■ **Directions for this task**: Output the lines of the items below, starting with the line containing "Reviewer note: every instance of the brick" and going on through the line containing "pixel 43 302", as a JSON list of strings with one string per line and any blank lines omitted.

··· Data provided

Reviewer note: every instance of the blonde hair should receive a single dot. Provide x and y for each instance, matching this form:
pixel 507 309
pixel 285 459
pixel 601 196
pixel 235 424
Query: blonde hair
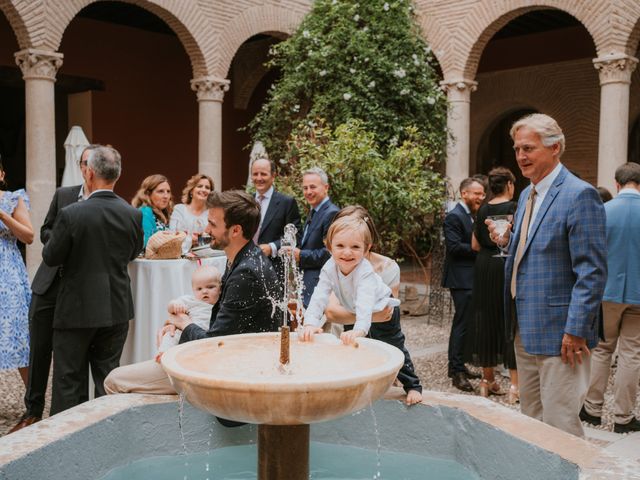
pixel 191 184
pixel 143 196
pixel 546 127
pixel 353 224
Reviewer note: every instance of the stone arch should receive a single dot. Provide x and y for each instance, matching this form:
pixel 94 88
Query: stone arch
pixel 487 18
pixel 17 24
pixel 184 18
pixel 267 19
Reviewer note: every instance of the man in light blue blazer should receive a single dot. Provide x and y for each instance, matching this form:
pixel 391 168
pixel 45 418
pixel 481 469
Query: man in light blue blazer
pixel 621 307
pixel 554 277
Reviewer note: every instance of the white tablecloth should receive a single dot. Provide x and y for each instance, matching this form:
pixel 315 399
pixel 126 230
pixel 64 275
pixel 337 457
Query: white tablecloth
pixel 154 283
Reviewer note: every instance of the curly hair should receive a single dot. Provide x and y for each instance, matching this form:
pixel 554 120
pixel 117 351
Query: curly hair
pixel 142 196
pixel 191 184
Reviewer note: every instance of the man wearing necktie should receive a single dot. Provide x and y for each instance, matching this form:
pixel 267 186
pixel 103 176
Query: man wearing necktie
pixel 554 277
pixel 276 209
pixel 458 275
pixel 312 254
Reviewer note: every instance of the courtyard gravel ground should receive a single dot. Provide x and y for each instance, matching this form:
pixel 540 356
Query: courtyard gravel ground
pixel 426 340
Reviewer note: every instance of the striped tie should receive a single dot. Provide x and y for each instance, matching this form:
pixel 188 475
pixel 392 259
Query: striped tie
pixel 531 201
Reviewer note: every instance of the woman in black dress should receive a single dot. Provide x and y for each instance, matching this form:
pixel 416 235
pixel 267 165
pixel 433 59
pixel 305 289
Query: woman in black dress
pixel 486 343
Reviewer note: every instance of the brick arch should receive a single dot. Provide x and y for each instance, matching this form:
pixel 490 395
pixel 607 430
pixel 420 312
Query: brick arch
pixel 487 18
pixel 16 22
pixel 268 19
pixel 183 17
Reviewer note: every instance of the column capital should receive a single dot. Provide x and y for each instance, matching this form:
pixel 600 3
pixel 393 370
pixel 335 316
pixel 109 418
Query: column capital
pixel 38 64
pixel 210 89
pixel 459 89
pixel 615 68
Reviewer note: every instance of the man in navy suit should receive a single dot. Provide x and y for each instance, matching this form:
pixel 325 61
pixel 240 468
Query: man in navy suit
pixel 313 254
pixel 276 209
pixel 458 275
pixel 554 277
pixel 621 307
pixel 43 302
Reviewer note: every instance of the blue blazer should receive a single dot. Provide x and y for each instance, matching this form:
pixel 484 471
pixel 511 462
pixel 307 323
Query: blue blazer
pixel 623 242
pixel 313 253
pixel 459 260
pixel 563 270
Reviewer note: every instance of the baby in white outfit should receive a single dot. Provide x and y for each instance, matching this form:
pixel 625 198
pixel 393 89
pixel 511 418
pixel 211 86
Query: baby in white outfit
pixel 205 283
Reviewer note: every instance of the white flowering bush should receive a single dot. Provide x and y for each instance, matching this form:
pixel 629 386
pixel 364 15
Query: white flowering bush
pixel 360 60
pixel 359 96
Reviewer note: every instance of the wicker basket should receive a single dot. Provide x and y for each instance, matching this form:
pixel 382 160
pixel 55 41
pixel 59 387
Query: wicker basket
pixel 165 245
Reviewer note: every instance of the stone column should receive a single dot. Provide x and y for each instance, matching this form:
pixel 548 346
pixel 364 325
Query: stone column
pixel 458 123
pixel 615 77
pixel 210 91
pixel 39 70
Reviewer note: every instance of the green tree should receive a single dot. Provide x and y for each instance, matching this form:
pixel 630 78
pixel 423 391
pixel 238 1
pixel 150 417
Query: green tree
pixel 356 60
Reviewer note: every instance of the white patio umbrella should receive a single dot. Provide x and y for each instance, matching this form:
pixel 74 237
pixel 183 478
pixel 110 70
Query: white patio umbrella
pixel 75 143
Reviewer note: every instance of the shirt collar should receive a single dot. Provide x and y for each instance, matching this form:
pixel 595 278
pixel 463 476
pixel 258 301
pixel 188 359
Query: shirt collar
pixel 267 194
pixel 629 190
pixel 325 200
pixel 544 185
pixel 465 206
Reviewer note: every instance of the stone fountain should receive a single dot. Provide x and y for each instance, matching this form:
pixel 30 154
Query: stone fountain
pixel 281 384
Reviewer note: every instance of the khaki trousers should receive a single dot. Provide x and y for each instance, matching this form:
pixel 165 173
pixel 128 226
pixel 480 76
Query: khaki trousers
pixel 621 328
pixel 143 377
pixel 552 391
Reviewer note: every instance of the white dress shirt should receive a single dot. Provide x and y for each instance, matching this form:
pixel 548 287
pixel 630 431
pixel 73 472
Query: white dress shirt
pixel 361 292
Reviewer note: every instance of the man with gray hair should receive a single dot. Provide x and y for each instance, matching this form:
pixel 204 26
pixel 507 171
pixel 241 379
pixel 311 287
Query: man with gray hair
pixel 92 242
pixel 554 277
pixel 312 254
pixel 621 307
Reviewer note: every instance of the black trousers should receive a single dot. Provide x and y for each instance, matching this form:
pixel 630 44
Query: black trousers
pixel 74 350
pixel 391 333
pixel 462 304
pixel 41 313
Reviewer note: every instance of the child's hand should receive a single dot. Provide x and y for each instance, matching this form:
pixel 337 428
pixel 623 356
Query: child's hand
pixel 349 338
pixel 176 308
pixel 307 333
pixel 413 397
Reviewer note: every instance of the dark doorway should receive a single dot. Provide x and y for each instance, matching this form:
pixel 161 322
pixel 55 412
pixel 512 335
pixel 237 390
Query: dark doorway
pixel 496 148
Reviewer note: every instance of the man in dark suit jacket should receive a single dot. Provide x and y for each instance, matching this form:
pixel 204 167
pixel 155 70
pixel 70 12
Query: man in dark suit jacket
pixel 458 275
pixel 92 241
pixel 313 254
pixel 245 305
pixel 43 301
pixel 276 209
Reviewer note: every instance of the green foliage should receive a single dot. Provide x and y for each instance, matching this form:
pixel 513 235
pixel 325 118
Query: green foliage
pixel 356 60
pixel 400 190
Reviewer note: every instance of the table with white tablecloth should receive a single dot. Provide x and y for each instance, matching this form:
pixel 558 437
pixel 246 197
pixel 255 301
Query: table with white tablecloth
pixel 154 283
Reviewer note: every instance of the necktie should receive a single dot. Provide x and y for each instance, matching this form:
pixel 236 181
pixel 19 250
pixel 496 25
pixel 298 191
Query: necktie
pixel 257 234
pixel 308 223
pixel 526 220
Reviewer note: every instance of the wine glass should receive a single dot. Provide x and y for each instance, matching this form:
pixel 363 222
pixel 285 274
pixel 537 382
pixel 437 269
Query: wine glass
pixel 501 223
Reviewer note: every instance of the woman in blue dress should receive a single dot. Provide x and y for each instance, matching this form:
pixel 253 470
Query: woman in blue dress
pixel 155 201
pixel 15 292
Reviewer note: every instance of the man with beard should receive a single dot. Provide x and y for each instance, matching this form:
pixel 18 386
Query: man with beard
pixel 249 284
pixel 458 275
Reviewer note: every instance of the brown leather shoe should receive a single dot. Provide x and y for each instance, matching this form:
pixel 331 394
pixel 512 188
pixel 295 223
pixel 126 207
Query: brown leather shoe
pixel 25 421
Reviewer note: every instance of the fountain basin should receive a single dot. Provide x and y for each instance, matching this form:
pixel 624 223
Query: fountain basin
pixel 237 377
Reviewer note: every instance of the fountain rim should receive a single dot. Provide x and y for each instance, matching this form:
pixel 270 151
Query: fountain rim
pixel 394 360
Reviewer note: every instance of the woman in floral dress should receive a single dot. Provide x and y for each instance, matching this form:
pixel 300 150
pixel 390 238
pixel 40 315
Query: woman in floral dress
pixel 15 293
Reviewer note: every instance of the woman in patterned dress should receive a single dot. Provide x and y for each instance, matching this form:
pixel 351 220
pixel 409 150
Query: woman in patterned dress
pixel 155 201
pixel 15 293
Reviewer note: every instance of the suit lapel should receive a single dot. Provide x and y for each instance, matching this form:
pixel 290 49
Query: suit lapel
pixel 546 204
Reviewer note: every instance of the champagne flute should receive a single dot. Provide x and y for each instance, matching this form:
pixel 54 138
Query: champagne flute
pixel 501 223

······

■ **Response**:
[
  "Reviewer note: every instance of the brick arch should receive a single dot. Provide x and y for each instance, matching this form:",
  "pixel 490 395",
  "pixel 607 430",
  "pixel 420 312",
  "Query: brick arch",
  "pixel 487 18",
  "pixel 16 22",
  "pixel 268 19",
  "pixel 183 17",
  "Reviewer note: every instance of the column capital should receive a single dot. Provide x and y for each instance, matching this form:",
  "pixel 600 3",
  "pixel 393 370",
  "pixel 335 316",
  "pixel 109 418",
  "Query: column capital",
  "pixel 38 64",
  "pixel 210 89",
  "pixel 459 89",
  "pixel 615 68",
  "Reviewer note: every instance of the man in navy suit should receive a single dot. Provide x and y for each instance, matching this form:",
  "pixel 325 61",
  "pixel 240 468",
  "Query: man in navy suit",
  "pixel 313 254",
  "pixel 276 209",
  "pixel 458 275",
  "pixel 554 277",
  "pixel 621 307",
  "pixel 43 302"
]